Vor siebzig Jahren richtete die SS im Dorf Sant’Anna di Stazzema ein Massaker an. Die Stuttgarter Staatsanwaltschaft weigerte sich jahrzehntelang, Justizverfahren gegen überlebende Verantwortliche einzuleiten.

Stuttgart - Das hatte keiner mehr erwartet. Im toskanischen Dorf Sant’Anna di Stazzema nicht, wo man sich an diesem 12. August an das schreckliche Blutbad erinnert, das deutsche Soldaten vor genau siebzig Jahren unter der Zivilbevölkerung angerichtet hatten, bei dem Hunderte von Frauen, Kindern und alten Menschen grausam ermordet wurden. In Stuttgart nicht, wo sich die zuständige Staatsanwaltschaft mit Rückendeckung durch die Politik jahrelang mit fadenscheinigen Begründungen geweigert hatte, Justizverfahren gegen noch lebende Verantwortliche der völkerrechtswidrigen „Strafaktion“ von Sant’Anna im Rahmen der Partisanenbekämpfung einzuleiten. Und in Hamburg nicht, weil die dortige Staatsanwaltschaft jetzt Ermittlungen aufnehmen muss, nachdem das Karlsruher Oberlandesgericht die Stuttgarter Archivierungsbeschlüsse zumindest in einem Fall revidiert und wegen des Wohnortes des Beschuldigen in die Hansestadt weiter geleitet hatte. In Hamburg könnte die Staatsanwaltschaft jetzt Anklage gegen einen heute 93-jährigen ehemaligen Kompaniechef erheben, der in Sant’Anna Befehlsgewalt hatte.

▬▬▬▬▬▬

> _Schreibaufgabe A_:
Beantworte zum Text über Sant’Anna di Stazzema diese Fragen:
(i) Wie viele Jahre liegt das Massaker zurück?
(ii) Welches Gericht hat die Stuttgarter Archivierungsbeschlüsse in einem Fall revidiert?
(iii) Wie alt ist der ehemalige Kompaniechef heute?
Der Text und die Einträge haben nichts miteinander zu tun.

> _Einträge_:
▬▬▬▬▬▬

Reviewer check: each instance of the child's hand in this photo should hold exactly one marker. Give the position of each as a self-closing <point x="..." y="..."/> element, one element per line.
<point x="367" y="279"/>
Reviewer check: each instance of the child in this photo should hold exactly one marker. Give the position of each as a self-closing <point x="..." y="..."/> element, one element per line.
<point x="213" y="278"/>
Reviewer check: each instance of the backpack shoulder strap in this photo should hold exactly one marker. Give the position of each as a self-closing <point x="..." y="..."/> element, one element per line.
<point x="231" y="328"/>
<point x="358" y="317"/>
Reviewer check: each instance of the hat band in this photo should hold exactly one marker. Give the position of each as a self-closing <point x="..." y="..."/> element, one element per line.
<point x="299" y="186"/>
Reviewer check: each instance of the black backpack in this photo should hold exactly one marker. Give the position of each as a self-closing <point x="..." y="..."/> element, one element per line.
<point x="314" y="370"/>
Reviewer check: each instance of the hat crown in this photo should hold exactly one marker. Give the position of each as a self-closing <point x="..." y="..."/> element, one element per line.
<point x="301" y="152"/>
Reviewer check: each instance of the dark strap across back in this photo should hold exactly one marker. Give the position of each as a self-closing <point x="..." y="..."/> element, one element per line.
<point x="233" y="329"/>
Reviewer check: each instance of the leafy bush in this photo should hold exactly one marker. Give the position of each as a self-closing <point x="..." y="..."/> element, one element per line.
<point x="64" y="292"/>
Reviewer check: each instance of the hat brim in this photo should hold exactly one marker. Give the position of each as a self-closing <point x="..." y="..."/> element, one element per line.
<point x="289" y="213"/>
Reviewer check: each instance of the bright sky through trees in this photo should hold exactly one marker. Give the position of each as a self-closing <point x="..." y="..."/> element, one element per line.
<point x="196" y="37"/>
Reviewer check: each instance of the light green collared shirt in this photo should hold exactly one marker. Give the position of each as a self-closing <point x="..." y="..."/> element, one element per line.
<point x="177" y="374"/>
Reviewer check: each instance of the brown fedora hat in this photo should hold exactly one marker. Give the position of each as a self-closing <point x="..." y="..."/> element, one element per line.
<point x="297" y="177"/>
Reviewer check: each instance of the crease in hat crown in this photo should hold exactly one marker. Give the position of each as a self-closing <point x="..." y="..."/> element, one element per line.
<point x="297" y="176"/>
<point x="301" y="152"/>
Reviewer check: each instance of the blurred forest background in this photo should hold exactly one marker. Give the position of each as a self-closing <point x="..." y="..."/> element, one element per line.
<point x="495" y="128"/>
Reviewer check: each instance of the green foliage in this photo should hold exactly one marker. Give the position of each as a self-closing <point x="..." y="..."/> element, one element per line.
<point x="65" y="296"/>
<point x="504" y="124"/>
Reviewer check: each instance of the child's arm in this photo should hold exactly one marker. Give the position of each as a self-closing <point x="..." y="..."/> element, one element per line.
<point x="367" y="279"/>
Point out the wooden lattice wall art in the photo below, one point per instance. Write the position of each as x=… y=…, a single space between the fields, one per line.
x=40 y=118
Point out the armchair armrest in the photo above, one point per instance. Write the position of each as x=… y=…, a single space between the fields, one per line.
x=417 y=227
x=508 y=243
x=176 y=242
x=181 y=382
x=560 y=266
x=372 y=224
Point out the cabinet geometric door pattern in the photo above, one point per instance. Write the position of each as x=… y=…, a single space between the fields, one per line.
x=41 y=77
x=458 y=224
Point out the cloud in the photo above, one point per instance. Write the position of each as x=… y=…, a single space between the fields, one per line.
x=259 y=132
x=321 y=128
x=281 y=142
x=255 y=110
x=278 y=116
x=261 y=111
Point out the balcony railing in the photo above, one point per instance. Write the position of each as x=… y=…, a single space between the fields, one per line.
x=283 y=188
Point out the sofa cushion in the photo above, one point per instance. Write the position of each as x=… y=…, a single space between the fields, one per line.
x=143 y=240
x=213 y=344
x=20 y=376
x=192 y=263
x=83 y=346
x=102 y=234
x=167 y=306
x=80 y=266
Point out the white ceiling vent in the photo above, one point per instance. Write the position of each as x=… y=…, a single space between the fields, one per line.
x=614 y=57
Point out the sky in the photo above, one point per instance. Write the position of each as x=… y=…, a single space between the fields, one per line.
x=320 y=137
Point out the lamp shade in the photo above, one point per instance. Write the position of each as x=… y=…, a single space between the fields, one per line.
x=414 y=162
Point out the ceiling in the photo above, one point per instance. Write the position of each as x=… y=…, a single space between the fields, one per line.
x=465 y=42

▬▬▬▬▬▬

> _Schreibaufgabe B_: Ordne die Zeilen der Einträge von der Zeile mit „Reviewer check: each instance of the blurred“ bis einschließlich der Zeile mit „x=458 y=224“ als nummerierte Liste an und lass dabei Leerzeilen weg.

> _Antwort A_:
(i) Siebzig Jahre.
(ii) Das Karlsruher Oberlandesgericht.
(iii) 93 Jahre.

> _Antwort B_:
1. Reviewer check: each instance of the blurred forest background in this photo should hold exactly one marker. Give the position of each as a self-closing <point x="..." y="..."/> element, one element per line.
2. <point x="495" y="128"/>
3. Reviewer check: each instance of the green foliage in this photo should hold exactly one marker. Give the position of each as a self-closing <point x="..." y="..."/> element, one element per line.
4. <point x="65" y="296"/>
5. <point x="504" y="124"/>
6. Reviewer check: each instance of the child's arm in this photo should hold exactly one marker. Give the position of each as a self-closing <point x="..." y="..."/> element, one element per line.
7. <point x="367" y="279"/>
8. Point out the wooden lattice wall art in the photo below, one point per instance. Write the position of each as x=… y=…, a single space between the fields, one per line.
9. x=40 y=118
10. Point out the armchair armrest in the photo above, one point per instance. Write the position of each as x=… y=…, a single space between the fields, one per line.
11. x=417 y=227
12. x=508 y=243
13. x=176 y=242
14. x=181 y=382
15. x=560 y=266
16. x=372 y=224
17. Point out the cabinet geometric door pattern in the photo above, one point per instance. Write the position of each as x=… y=…, a single space between the fields, one per line.
18. x=41 y=77
19. x=458 y=224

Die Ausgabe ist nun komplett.